──────── STUDY TEXT ────────
And the good news is when we reopen, you'll have pent-up demand on the other side, quite a bit of it, quite frankly. And also, you've got unprecedented stimulus, right, that's going to hit the economy. So there's good reason to believe that this one could be a very-- a short but very deep type recession.

The important note, though, here, or the countervail to this argument, is we've never seen a period in the economy where we've shut the entire economy down. I mean, even the '08-'09 crisis, you know, was-- the epicenter was in the real estate and the banking industry, not the entirety of the economy. Certainly, in the tech bubble, it was technology. In the 1990-91 recession, it was commercial real estate.

So recessions typically get centered around a sector, a industry, a group where that excess takes place. And then it cascades into the rest of economy. In this case, we've shut the whole economy down virtually for some period of time. So it truly is unprecedented.

BRIAN SOZZI: Darrell, what do you tell clients interested in getting into European assets? I look at Germany's DAX index, that market has rallied 20% off the lows. That means people have already missed-- I'm sure a lot of people have already missed a 20% move.
────────
→ TASK 1:
In the recession transcript, where does the speaker place the epicenter of the '08-'09 crisis?
→ TASK 2:
Write the next part of the recession transcript, picking up after its final sentence.
The records that follow come from a separate source.
──────── GIVEN RECORDS ────────
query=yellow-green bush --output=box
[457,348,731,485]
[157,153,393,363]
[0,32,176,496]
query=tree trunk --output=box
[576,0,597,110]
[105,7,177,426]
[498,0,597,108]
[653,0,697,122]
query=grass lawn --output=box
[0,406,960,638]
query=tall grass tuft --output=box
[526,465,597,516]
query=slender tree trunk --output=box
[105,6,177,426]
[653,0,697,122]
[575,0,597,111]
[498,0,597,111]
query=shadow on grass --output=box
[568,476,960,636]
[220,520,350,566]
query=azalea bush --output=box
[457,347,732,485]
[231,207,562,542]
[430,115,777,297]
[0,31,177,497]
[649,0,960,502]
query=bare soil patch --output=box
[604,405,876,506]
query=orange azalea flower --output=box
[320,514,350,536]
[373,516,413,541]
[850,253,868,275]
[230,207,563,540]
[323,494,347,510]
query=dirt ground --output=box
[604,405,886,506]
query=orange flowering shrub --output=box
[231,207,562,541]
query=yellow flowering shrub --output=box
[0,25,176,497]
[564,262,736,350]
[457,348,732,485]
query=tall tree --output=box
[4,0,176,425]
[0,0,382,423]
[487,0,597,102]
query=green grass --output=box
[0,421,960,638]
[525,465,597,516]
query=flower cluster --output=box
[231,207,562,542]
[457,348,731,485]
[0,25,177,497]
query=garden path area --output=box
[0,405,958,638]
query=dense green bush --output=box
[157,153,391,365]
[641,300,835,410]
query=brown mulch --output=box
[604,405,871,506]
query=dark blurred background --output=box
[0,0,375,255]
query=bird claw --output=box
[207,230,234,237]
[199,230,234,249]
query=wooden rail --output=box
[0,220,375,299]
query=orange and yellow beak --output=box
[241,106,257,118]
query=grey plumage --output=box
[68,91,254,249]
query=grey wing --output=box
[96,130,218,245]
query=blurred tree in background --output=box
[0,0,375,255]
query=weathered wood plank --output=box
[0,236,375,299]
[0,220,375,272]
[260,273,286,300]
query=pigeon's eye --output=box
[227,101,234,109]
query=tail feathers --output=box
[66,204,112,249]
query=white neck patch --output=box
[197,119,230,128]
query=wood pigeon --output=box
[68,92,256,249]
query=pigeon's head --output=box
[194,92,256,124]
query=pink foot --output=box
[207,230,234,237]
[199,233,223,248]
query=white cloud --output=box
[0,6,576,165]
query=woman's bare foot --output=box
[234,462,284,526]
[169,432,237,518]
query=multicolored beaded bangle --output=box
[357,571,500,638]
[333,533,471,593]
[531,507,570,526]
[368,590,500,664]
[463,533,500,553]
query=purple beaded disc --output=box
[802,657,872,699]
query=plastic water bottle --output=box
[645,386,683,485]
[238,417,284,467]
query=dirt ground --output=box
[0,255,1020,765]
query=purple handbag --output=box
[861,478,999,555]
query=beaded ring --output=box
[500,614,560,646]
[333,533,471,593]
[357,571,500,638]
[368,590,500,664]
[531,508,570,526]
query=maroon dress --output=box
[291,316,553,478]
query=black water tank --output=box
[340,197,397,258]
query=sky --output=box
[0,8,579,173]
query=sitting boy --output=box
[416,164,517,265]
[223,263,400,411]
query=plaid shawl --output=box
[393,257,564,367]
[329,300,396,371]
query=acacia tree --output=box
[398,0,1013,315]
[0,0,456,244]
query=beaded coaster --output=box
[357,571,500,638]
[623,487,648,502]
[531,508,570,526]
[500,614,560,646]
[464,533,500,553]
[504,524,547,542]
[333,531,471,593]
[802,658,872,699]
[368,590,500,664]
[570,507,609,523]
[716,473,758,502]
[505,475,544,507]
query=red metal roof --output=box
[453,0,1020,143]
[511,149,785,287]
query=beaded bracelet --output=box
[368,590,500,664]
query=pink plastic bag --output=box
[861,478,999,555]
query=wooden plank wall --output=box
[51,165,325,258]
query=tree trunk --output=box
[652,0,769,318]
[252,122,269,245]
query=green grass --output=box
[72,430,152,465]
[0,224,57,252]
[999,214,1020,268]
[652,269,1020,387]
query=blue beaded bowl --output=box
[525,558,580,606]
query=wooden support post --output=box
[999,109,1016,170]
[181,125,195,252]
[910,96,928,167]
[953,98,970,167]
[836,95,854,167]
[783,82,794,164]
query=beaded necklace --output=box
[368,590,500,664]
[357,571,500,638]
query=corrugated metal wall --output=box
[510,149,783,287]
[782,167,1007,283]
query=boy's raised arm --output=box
────────
→ EXPECTED OUTPUT 1:
In the real estate and the banking industry.

→ EXPECTED OUTPUT 2:
DARRELL CRONK: Yeah, Brian, so right now, tactically we are underweight or unfavorable on Europe and developed market equities. We just don't see the growth returning there. We think the US was the best and strongest economy coming into this recession. We think it will emerge the same way.

So we would fade Europe right now. Even though you're getting a nice kind of retracement, maybe even some short covering, the growth is just not there. And you've got serious concerns that the ECB is doing enough, and that that grouping of those nations is going to hold together. The fabric is very thin right now between them.

ALEXIS CHRISTOFOROUS: Darrell, what about some sectors? We know retail has been hit hard. But are there quality retail names that should be in a diversified portfolio right now?

DARRELL CRONK: Yeah, there can be. I think if you look at some of the consumer discretionary names that are more indexed towards, for example, like housing or just regular spending, everyday spending, that probably makes some sense. We like, Alexis, information technology as a favorable. We like consumer discretionary as a favorable. We like communication services as a favorable.

We would fade places like energy, industrials, materials, areas in the economy that had kind of bad earnings profiles and bad growth coming into this, and are only going to get hurt even more. And, in, fact that's helped our portfolios pretty materially. Those former three have all outperformed during this bear market. And the latter three have all underperformed during this market.

BRIAN SOZZI: Darrell, you note that investors should stay defensive. And one of the hallmarks for a lot of these defensive stocks-- well, I mean, look at consumer staples-- is that they pay dividends. But we're already seeing companies cut their dividends. Do you think that old-school axiom of buy defensive, they pay dividends is coming at a risk now? We could see a lot more dividend cuts across sectors this earnings season.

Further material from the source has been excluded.